Job - Pick up the OpenNLP incubation vote message below after its final sentence and continue writing it.

** Start Selected extract **

Posted by Jörn Kottmann <ko...@gmail.com>.
The vote passes with the 17 +1  votes (8 binding), no -1 votes.

Binding (8):
Jukka Zitting
Bertrand Delacretaz
Grant Ingersoll
Michael McCandless
Matt Benson
Doug Cutting
Benson Margulies
Alan Cabrera

Non-Binding (9):
Tommaso Teofili
Thilo Götz
Marshall Schor
Nick Kew
Marcel Offermans
Mohammad Nour El-Din
Andreas Kuckartz
Otis Gospodnetic
Isabel Drost

Thanks for voting,
Jörn

On 11/19/10 10:48 AM, Jörn Kottmann wrote:
> Hi,
>
> lets vote on the acceptance of the OpenNLP Project for incubation
> at the Apache Incubator.
>
> The proposal is on the wiki
> http://wiki.apache.org/incubator/OpenNLPProposal
> and a copy is included below.
>
> The discussion thread can be found here:
> http://mail-archives.apache.org/mod_mbox/incubator-general/201011.mbox/%3C4CE4F1F4.3010909@gmail.com%3E 
>
>
> Please cast your votes:
>
> [ ] +1 Accept OpenNLP for incubation
> [ ] +0 Don't care
> [ ] -1 Reject for the following reason:
>
> The vote is open for at least 72 hours.
>
> Thanks!
> Jörn
>
> = OpenNLP Proposal =
> The following is a proposal for a new top-level project within the ASF.
>
> == Abstract ==
> OpenNLP is a Java machine learning toolkit for natural language 
> processing (NLP).

** End Selected extract **
** Start Listed records **

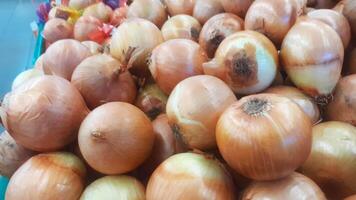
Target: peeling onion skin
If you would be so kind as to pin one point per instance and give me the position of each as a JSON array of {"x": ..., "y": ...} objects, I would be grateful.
[
  {"x": 174, "y": 61},
  {"x": 126, "y": 140},
  {"x": 279, "y": 144},
  {"x": 51, "y": 176},
  {"x": 181, "y": 27},
  {"x": 195, "y": 120},
  {"x": 247, "y": 61},
  {"x": 315, "y": 69},
  {"x": 294, "y": 187},
  {"x": 216, "y": 29},
  {"x": 190, "y": 176},
  {"x": 332, "y": 161}
]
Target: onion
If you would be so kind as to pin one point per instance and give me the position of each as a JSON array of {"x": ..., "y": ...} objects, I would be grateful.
[
  {"x": 47, "y": 177},
  {"x": 304, "y": 102},
  {"x": 264, "y": 137},
  {"x": 116, "y": 138},
  {"x": 12, "y": 155},
  {"x": 315, "y": 69},
  {"x": 294, "y": 187},
  {"x": 190, "y": 176},
  {"x": 332, "y": 161},
  {"x": 342, "y": 107},
  {"x": 152, "y": 10},
  {"x": 44, "y": 114},
  {"x": 63, "y": 56},
  {"x": 216, "y": 29},
  {"x": 99, "y": 80},
  {"x": 118, "y": 187},
  {"x": 174, "y": 61},
  {"x": 247, "y": 61},
  {"x": 181, "y": 26},
  {"x": 195, "y": 119}
]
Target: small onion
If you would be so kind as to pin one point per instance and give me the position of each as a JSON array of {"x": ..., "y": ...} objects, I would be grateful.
[
  {"x": 216, "y": 29},
  {"x": 294, "y": 187},
  {"x": 247, "y": 61},
  {"x": 116, "y": 138},
  {"x": 49, "y": 176},
  {"x": 181, "y": 26},
  {"x": 44, "y": 114},
  {"x": 264, "y": 137},
  {"x": 194, "y": 107},
  {"x": 332, "y": 161},
  {"x": 190, "y": 176},
  {"x": 114, "y": 187},
  {"x": 174, "y": 61}
]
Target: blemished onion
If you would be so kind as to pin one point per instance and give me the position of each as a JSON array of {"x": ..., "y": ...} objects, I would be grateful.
[
  {"x": 118, "y": 187},
  {"x": 152, "y": 10},
  {"x": 190, "y": 176},
  {"x": 116, "y": 138},
  {"x": 247, "y": 61},
  {"x": 294, "y": 187},
  {"x": 174, "y": 61},
  {"x": 304, "y": 102},
  {"x": 269, "y": 128},
  {"x": 315, "y": 69},
  {"x": 342, "y": 107},
  {"x": 50, "y": 176},
  {"x": 12, "y": 155},
  {"x": 195, "y": 120},
  {"x": 181, "y": 26},
  {"x": 216, "y": 29},
  {"x": 63, "y": 56},
  {"x": 332, "y": 161},
  {"x": 57, "y": 29},
  {"x": 99, "y": 79},
  {"x": 44, "y": 114}
]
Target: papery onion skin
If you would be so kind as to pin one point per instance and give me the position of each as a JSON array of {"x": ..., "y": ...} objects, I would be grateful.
[
  {"x": 44, "y": 114},
  {"x": 269, "y": 128},
  {"x": 116, "y": 138},
  {"x": 118, "y": 187},
  {"x": 332, "y": 161},
  {"x": 190, "y": 176},
  {"x": 293, "y": 187},
  {"x": 195, "y": 120},
  {"x": 247, "y": 61},
  {"x": 174, "y": 61},
  {"x": 181, "y": 26},
  {"x": 51, "y": 176},
  {"x": 216, "y": 29}
]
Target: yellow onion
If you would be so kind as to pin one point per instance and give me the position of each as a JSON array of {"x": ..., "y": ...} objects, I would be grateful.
[
  {"x": 12, "y": 155},
  {"x": 63, "y": 56},
  {"x": 117, "y": 187},
  {"x": 152, "y": 10},
  {"x": 174, "y": 61},
  {"x": 264, "y": 136},
  {"x": 44, "y": 114},
  {"x": 293, "y": 187},
  {"x": 332, "y": 161},
  {"x": 51, "y": 176},
  {"x": 190, "y": 176},
  {"x": 315, "y": 69},
  {"x": 247, "y": 61},
  {"x": 304, "y": 102},
  {"x": 216, "y": 29},
  {"x": 116, "y": 138},
  {"x": 195, "y": 119},
  {"x": 181, "y": 26}
]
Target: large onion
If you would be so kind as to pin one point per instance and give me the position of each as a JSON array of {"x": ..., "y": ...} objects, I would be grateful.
[
  {"x": 264, "y": 137},
  {"x": 190, "y": 176},
  {"x": 332, "y": 161}
]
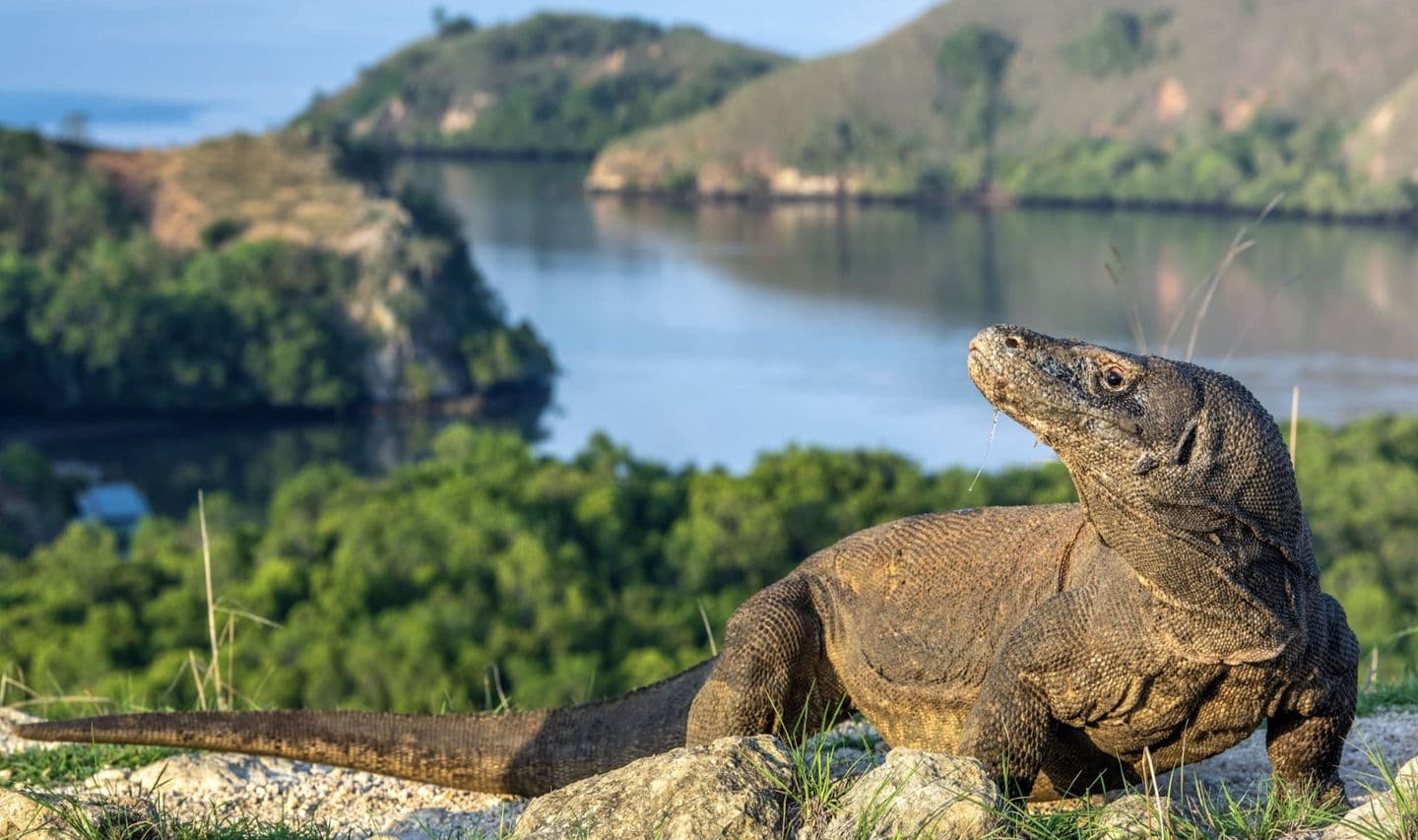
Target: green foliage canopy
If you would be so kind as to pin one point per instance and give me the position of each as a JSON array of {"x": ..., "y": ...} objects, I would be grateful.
[{"x": 574, "y": 578}]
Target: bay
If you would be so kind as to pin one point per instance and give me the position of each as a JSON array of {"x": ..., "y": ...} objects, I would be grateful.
[{"x": 706, "y": 334}]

** End Listed records **

Response to this exercise -
>
> == Proposal ==
> OpenNLP is a machine learning based toolkit for the processing of 
> natural language text.  It supports the most common NLP tasks, such as 
> tokenization, sentence segmentation, part-of-speech tagging, named 
> entity extraction, chunking, parsing, and coreference resolution.  
> These tasks are usually required to build more advanced text 
> processing services.
>
> The goal of the OpenNLP project will be to create a mature toolkit for 
> the abovementioned tasks.  An additional goal is to provide a large 
> number of pre-built models for a variety of languages, as well as the 
> annotated text resources that those models are derived from.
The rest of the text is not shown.